Available records ::

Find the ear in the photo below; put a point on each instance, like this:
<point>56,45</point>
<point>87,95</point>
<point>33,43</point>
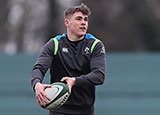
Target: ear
<point>66,22</point>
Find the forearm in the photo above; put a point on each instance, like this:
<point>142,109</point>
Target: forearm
<point>95,77</point>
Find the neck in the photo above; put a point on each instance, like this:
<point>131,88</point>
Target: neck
<point>74,37</point>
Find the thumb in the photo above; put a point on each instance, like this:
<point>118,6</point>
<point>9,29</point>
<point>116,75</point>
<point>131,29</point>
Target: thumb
<point>47,85</point>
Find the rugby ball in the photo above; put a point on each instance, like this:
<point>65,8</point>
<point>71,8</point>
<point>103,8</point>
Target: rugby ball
<point>58,94</point>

Stated task ::
Give the lines of the entries above, from the line containing "Find the rugby" through the end of the entries, inclusive, as a numbered list with blank lines left out.

Written solution ::
1. Find the rugby ball in the photo above; put a point on each instance, like this:
2. <point>65,8</point>
3. <point>71,8</point>
4. <point>103,8</point>
5. Target: rugby ball
6. <point>58,94</point>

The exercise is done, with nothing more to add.